— Stated task —
Only those lines running from the line that contains "bare tree trunk" through the end of the material are to be written out, each exactly as shown.

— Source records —
----------

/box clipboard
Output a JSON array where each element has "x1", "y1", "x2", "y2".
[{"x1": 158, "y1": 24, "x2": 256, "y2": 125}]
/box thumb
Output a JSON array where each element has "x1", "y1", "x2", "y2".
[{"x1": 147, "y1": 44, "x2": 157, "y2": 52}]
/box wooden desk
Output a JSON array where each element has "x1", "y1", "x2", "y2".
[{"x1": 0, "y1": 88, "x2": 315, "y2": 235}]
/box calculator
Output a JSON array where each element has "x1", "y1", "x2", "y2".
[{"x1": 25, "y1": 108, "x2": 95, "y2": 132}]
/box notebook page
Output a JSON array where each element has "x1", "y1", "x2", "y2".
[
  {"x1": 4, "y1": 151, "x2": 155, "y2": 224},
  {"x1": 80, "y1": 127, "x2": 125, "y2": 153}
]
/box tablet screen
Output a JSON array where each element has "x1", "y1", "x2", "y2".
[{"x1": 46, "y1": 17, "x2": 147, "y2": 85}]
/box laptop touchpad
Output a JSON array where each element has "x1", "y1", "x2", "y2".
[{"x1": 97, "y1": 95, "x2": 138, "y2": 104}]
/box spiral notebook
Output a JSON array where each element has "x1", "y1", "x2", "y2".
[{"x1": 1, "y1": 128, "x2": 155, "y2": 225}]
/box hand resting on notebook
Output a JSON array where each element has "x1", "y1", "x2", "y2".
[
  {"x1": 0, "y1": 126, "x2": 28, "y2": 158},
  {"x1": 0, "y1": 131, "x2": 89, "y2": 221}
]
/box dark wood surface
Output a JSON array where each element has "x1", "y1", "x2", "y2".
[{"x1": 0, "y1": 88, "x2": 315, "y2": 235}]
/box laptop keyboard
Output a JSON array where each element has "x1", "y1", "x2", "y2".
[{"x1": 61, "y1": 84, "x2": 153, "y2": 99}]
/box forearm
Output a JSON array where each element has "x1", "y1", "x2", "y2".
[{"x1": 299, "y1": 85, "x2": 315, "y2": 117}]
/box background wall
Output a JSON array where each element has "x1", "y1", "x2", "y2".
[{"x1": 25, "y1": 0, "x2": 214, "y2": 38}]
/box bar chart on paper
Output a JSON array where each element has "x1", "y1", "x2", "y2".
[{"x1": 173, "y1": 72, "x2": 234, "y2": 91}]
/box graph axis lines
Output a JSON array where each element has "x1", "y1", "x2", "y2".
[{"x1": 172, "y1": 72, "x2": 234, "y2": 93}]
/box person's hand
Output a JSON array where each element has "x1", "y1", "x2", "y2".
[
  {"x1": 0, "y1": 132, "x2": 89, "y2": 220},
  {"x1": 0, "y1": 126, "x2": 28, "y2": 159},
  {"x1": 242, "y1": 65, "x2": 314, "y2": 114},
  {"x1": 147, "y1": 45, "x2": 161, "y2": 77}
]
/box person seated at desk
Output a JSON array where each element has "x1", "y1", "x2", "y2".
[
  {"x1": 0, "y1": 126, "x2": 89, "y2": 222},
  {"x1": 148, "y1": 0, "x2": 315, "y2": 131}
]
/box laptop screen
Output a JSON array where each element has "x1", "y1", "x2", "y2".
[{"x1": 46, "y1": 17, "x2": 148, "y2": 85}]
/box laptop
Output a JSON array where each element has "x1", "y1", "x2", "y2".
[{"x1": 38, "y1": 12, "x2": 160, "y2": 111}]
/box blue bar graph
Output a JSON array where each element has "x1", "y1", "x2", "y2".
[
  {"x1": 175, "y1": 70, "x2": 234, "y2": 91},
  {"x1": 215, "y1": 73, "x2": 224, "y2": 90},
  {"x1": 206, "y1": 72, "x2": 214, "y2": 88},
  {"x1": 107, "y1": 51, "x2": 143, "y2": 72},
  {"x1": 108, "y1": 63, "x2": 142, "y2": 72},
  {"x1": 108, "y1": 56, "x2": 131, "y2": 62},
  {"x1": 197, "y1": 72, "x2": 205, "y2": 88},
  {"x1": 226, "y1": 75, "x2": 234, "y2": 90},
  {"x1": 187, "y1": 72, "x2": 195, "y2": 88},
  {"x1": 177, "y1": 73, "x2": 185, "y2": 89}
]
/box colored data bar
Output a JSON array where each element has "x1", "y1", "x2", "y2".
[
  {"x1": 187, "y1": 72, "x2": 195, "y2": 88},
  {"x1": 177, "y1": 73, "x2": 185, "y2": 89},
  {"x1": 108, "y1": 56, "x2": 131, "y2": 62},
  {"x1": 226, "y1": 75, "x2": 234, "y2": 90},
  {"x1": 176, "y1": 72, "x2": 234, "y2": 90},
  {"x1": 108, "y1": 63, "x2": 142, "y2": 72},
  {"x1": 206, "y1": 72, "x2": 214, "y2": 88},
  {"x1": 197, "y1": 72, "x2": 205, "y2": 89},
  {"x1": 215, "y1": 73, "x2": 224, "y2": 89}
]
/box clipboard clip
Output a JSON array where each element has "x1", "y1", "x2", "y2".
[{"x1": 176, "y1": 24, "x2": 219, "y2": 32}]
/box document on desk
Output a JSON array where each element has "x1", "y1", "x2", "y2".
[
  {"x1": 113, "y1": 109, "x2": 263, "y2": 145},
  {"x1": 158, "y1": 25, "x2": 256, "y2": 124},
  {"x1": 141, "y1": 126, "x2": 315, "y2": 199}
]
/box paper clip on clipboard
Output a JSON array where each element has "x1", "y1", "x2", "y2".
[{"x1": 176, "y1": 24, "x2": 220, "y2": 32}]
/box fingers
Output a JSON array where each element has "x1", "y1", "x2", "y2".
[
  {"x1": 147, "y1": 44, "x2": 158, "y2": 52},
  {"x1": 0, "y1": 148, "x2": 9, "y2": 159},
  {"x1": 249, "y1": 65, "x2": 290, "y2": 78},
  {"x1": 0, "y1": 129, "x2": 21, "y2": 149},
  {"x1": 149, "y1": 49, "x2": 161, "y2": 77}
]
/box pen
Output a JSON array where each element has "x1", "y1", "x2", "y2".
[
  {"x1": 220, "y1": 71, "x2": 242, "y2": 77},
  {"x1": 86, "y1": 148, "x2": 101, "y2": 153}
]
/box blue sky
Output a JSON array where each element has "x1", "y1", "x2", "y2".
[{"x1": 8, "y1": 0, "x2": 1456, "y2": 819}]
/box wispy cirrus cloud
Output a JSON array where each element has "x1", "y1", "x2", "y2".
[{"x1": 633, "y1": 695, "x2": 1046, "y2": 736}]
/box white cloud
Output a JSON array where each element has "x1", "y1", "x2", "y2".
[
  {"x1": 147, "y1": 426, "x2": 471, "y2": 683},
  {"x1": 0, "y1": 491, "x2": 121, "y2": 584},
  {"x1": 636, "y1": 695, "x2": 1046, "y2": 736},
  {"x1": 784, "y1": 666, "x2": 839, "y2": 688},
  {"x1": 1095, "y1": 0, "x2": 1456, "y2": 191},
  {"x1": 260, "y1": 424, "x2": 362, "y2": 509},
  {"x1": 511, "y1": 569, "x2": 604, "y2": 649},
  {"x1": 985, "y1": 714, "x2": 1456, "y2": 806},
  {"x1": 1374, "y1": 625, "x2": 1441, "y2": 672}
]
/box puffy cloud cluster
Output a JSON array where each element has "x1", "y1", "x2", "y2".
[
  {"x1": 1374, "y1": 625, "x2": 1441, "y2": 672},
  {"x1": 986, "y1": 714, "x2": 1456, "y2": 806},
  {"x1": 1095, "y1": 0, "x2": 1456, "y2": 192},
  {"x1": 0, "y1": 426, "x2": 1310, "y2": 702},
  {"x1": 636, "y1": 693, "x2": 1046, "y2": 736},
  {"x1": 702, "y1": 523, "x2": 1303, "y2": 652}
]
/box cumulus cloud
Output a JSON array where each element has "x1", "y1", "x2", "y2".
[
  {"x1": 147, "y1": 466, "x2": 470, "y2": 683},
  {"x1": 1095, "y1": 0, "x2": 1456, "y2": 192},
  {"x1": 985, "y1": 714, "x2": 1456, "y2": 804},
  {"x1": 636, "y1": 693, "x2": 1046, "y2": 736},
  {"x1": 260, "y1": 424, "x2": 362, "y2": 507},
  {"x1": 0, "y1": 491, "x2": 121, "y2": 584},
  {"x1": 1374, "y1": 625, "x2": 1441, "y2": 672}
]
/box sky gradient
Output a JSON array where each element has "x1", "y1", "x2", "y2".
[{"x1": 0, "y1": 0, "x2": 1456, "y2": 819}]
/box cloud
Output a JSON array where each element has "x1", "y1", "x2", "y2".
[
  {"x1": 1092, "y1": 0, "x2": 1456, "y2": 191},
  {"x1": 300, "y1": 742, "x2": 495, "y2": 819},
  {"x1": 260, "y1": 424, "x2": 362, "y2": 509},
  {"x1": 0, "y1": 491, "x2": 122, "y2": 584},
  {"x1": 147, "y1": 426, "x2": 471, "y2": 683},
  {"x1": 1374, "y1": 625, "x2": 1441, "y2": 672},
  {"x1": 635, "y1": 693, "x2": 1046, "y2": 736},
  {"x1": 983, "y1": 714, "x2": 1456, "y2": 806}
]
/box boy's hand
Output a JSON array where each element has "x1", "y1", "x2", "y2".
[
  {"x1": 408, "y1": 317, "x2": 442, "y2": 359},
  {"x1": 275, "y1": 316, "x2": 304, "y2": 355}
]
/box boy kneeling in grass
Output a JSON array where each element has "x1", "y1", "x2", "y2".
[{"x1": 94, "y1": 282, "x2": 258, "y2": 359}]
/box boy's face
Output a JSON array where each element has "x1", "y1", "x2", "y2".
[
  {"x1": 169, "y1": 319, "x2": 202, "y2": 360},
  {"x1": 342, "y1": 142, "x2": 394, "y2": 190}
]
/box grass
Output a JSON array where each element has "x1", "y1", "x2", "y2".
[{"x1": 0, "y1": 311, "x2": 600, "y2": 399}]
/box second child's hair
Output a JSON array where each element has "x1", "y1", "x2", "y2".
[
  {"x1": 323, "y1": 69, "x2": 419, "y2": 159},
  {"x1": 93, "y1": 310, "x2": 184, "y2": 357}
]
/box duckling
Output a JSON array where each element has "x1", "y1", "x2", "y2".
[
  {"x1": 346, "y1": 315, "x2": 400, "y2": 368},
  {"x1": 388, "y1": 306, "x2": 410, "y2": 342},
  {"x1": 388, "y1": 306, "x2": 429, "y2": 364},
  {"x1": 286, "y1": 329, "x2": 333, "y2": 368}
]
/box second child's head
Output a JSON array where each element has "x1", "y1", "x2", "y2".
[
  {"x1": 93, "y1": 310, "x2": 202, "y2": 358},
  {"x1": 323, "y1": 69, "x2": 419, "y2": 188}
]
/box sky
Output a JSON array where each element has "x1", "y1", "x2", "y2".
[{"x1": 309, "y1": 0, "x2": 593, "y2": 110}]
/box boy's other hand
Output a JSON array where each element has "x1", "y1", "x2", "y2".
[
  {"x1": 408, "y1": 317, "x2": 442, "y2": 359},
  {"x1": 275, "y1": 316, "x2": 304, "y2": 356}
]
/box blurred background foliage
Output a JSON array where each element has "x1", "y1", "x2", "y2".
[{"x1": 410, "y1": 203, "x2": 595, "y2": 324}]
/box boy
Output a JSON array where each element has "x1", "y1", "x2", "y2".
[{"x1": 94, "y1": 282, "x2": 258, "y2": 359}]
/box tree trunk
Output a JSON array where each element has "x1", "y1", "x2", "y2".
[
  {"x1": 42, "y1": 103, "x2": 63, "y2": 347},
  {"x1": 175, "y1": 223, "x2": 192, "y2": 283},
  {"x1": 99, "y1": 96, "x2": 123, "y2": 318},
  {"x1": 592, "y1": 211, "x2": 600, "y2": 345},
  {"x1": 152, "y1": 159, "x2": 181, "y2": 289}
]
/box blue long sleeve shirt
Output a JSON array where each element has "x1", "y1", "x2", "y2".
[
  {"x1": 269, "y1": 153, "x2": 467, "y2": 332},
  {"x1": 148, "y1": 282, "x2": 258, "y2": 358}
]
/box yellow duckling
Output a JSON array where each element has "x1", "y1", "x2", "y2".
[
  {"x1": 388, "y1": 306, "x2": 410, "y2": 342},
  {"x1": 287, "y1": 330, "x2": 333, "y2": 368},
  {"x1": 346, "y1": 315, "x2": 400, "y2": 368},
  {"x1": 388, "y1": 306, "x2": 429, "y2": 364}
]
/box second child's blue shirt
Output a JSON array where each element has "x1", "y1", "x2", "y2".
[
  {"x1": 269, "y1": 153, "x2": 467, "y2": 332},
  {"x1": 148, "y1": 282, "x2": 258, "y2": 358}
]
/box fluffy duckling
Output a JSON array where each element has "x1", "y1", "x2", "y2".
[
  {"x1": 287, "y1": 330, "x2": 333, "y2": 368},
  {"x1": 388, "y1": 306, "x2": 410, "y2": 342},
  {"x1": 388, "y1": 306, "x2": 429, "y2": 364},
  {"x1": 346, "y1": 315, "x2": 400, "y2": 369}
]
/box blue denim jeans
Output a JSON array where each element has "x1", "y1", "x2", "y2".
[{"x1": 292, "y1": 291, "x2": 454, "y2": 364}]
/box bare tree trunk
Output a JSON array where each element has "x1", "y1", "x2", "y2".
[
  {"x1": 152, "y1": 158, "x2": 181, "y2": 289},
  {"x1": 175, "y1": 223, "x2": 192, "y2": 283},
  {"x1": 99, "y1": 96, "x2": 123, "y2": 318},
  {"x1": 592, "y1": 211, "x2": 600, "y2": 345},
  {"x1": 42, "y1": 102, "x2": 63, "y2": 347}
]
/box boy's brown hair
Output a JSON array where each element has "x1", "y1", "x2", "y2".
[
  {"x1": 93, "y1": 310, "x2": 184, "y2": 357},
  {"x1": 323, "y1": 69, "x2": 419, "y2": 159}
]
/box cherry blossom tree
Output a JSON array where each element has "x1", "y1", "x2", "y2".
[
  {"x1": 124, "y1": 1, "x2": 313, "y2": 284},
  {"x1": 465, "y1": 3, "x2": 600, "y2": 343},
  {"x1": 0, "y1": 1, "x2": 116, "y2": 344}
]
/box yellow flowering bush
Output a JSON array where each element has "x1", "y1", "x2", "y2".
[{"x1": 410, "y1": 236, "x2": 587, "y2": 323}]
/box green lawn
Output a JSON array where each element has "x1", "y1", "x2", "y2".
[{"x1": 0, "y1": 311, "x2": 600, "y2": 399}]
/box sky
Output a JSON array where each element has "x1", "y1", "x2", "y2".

----------

— Expected output —
/box bare tree trunk
Output a JSON array where each element has "x1", "y1", "x2", "y2".
[
  {"x1": 152, "y1": 158, "x2": 181, "y2": 289},
  {"x1": 175, "y1": 223, "x2": 192, "y2": 283},
  {"x1": 99, "y1": 96, "x2": 123, "y2": 318},
  {"x1": 592, "y1": 211, "x2": 600, "y2": 345},
  {"x1": 42, "y1": 102, "x2": 63, "y2": 347}
]
/box boy's brown hair
Output a JSON array where each element has "x1", "y1", "x2", "y2".
[
  {"x1": 93, "y1": 310, "x2": 184, "y2": 357},
  {"x1": 323, "y1": 69, "x2": 419, "y2": 159}
]
/box cherry blossom tree
Output a JSON array where each element has "x1", "y1", "x2", "y2".
[
  {"x1": 124, "y1": 1, "x2": 313, "y2": 284},
  {"x1": 465, "y1": 3, "x2": 600, "y2": 343},
  {"x1": 0, "y1": 1, "x2": 116, "y2": 344}
]
/box yellow flowering bush
Output a JSON array where each element has "x1", "y1", "x2", "y2".
[{"x1": 410, "y1": 236, "x2": 587, "y2": 323}]
/box green lawn
Output a JSON array where each element has "x1", "y1", "x2", "y2".
[{"x1": 0, "y1": 311, "x2": 600, "y2": 399}]
/box sky
Output a JSON array where each element has "x1", "y1", "x2", "y2".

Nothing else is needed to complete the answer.